+++ Selected text +++
Colegio San Agustin – Biñan (also referred to as CSA-Biñan), is a private, Catholic coeducational basic and higher education institution run by the Augustinian Province of Santo Niño de Cebu, Philippines of the Order of Saint Augustine in Biñan, Laguna, Philippines. It was founded by the Augustinians 1985.

Its primary and secondary education programs are accredited Level III by the Philippine Accrediting Association of Schools, Colleges and Universities (PAASCU).

History
Colegio San Agustin – Biñan began as a school for boys and girls attending preschool through third grade. Incorporated on November 16, 1984, it is located on a five-hectare site donated by a private land developer to the Augustinian Province of Sto. Niño de Cebu, Philippines. The first faculty and staff consisted of twenty lay personnel and three priest-administrators catering to the needs of 646 students. The founding administrators included Rev. Rodolfo P. Sicio, OSA as Rector and Principal, Rev. Alfredo Jubac, OSA as treasurer, and Rev. Marcelino Malana, OSA as a guidance counselor and sports coordinator. Miss Doris S. Calog serves as the school Registrar, Assistant Principal, and Academic Coordinator of all departments. One of the pioneer personnel still connected/works at present, she's Ms. Nelia O. Villodres of the Grade School Dept. ( former Preschool Teacher 1985)

The Preschool Department was part of the Colegio San Agustin since it started the operation in June 1985. There were 290 pupils in its first year of operation. The department continued to expand its structure as more pupils were added each year. Improving the curriculum was done in response to the needs of the pupils. Total enrollment peaked at 790 in the academic year 1992–1993. Appropriate measures were introduced to effectively manage the growing pupils' populace and sustain the upgraded standard of instruction. Strict screening procedures were also implemented both for the admission of pupils and for the hiring of faculty.

Patron saint

The school is named in honor of St. Augustine of Hippo, a key figure in the doctrinal development of Western Christianity and a "Doctor of the Church" Two of his surviving works, namely, "The Confessions" (his autobiography) and "The City of God," are regarded as Western classics. Augustine is often considered to be one of the theological fountainheads of the Reformation because of his teaching on salvation and grace. Martin Luther, perhaps the greatest figure of the Reformation, was himself an Augustinian friar.

Other English speaking Augustinian Schools with the same patron include Colegio San Agustin-Makati, Colegio del Santo Niño (Cebu), Colegio San Agustin-Bacolod, St. Augustine's College, Brookvale in Sydney, Australia, St. Augustine College Preparatory School, Richland, New Jersey; St. Augustine High School, San Diego, California; and Austin Preparatory School in Reading, Massachusetts - all three in the United States; and St. Augustine College in Malta.

School seal

Symbols and meanings
 Golden Eagle – represents the lofty intellect of St. Augustine as a soaring eagle of Hippo, Africa.
 Heart – symbolizes love and charity, the first rule of St. Augustine.
+++
In the Colegio San Agustin – Biñan profile above, what reason does it give for regarding St. Augustine as one of the theological fountainheads of the Reformation? Reply in one to three sentences.
+++ Data shown +++
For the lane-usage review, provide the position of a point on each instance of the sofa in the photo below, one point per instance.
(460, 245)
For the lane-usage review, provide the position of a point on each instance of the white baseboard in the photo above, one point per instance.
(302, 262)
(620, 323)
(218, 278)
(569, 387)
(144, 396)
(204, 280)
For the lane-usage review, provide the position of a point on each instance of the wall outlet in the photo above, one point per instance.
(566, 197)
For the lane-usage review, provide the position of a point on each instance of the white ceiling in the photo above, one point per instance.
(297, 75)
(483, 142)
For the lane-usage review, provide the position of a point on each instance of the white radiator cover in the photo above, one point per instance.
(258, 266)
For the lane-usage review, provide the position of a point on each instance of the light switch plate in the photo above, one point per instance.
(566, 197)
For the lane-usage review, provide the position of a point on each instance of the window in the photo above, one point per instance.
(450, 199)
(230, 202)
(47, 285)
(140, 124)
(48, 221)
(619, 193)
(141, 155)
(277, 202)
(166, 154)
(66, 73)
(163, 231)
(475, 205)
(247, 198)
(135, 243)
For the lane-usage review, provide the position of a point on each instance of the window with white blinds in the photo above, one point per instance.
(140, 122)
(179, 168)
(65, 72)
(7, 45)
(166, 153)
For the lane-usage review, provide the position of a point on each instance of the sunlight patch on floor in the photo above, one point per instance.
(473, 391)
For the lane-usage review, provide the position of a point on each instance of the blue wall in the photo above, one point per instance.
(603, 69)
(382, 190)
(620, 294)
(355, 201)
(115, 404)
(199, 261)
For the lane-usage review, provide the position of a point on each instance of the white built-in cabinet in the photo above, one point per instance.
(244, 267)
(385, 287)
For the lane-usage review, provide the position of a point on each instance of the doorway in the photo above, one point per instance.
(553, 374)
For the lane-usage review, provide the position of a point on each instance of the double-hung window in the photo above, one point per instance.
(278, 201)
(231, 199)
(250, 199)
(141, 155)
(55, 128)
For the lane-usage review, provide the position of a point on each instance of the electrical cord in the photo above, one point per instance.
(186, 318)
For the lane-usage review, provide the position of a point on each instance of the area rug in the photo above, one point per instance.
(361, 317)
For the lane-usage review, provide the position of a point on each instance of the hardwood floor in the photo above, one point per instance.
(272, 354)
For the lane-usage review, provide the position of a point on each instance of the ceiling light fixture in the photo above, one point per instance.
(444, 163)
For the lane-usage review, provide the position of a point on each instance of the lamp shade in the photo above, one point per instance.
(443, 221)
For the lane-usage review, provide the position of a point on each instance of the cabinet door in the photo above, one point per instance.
+++
Solution to the problem
St. Augustine is often regarded as one of the theological fountainheads of the Reformation because of his teaching on salvation and grace.